Content starts
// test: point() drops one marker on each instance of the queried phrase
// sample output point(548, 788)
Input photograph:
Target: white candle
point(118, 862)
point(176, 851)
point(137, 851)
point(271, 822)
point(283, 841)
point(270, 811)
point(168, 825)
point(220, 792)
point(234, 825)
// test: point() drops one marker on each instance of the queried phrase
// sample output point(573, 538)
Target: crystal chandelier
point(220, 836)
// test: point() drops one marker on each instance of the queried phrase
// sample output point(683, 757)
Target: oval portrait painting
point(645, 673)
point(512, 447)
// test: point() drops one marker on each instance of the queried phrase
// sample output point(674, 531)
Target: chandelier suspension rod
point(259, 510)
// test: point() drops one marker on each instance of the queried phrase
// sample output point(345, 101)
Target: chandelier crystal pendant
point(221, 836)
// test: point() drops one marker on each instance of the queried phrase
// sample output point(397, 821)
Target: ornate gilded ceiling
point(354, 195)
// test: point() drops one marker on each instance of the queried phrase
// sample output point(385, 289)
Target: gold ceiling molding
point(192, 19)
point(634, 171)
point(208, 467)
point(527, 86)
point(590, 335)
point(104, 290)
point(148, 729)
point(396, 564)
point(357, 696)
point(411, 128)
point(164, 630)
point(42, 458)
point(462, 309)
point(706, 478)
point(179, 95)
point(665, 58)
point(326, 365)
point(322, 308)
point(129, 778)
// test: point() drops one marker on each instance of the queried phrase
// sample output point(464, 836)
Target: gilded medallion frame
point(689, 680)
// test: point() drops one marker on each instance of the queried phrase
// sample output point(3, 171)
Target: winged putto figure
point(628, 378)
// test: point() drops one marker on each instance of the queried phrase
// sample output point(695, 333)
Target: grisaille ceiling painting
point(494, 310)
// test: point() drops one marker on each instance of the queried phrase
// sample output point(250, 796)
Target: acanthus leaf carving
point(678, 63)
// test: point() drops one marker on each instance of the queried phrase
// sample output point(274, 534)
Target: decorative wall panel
Content ends
(WHAT THIS TASK INVOLVES)
Each record above needs to be given again exactly as written.

(ANSWER FOR THE TASK)
// test: point() drops one marker on each instance of the queried phrase
// sample output point(548, 788)
Input photograph:
Target: white candle
point(118, 862)
point(176, 851)
point(137, 851)
point(271, 822)
point(283, 841)
point(270, 811)
point(168, 825)
point(220, 792)
point(234, 825)
// test: point() drops one marker on each instance of the queried phrase
// sample output point(573, 538)
Target: crystal chandelier
point(220, 836)
// test: point() drops one marker on each instance of the queried phrase
// sample output point(683, 757)
Target: oval portrait painting
point(645, 673)
point(512, 447)
// test: point() drops one marker on each instance of the queried phrase
// sample output point(674, 531)
Target: chandelier suspension rod
point(259, 510)
// test: point() drops one marker on each instance of the queried phrase
// sample output point(345, 101)
Target: chandelier crystal pendant
point(221, 836)
// test: point() drops one marker on each instance of the queried phrase
// sample output point(397, 821)
Target: ornate gilded ceiling
point(354, 195)
// test: point() drops one marker on each instance of the queried phrase
// sample output point(385, 289)
Target: gold ceiling molding
point(192, 19)
point(634, 171)
point(208, 467)
point(527, 86)
point(590, 335)
point(104, 290)
point(148, 729)
point(396, 564)
point(357, 696)
point(411, 128)
point(164, 630)
point(42, 458)
point(462, 309)
point(706, 478)
point(179, 95)
point(665, 58)
point(326, 365)
point(322, 308)
point(129, 778)
// test: point() drops one marker on each instance of the queried phrase
// sample output point(464, 836)
Target: gilded medallion frame
point(689, 680)
// test: point() drops one marker on each instance of the queried phrase
// sample output point(3, 171)
Target: winged putto figure
point(628, 378)
// test: point() drops one marker on each instance of the queried phrase
// sample output point(695, 333)
Target: grisaille ceiling painting
point(494, 310)
// test: point() drops one marker on each instance of the queried phrase
// sample output point(250, 796)
Target: acanthus leaf carving
point(678, 63)
// test: point() drops one marker on each instance of the queried phrase
// sample output point(274, 534)
Target: decorative wall panel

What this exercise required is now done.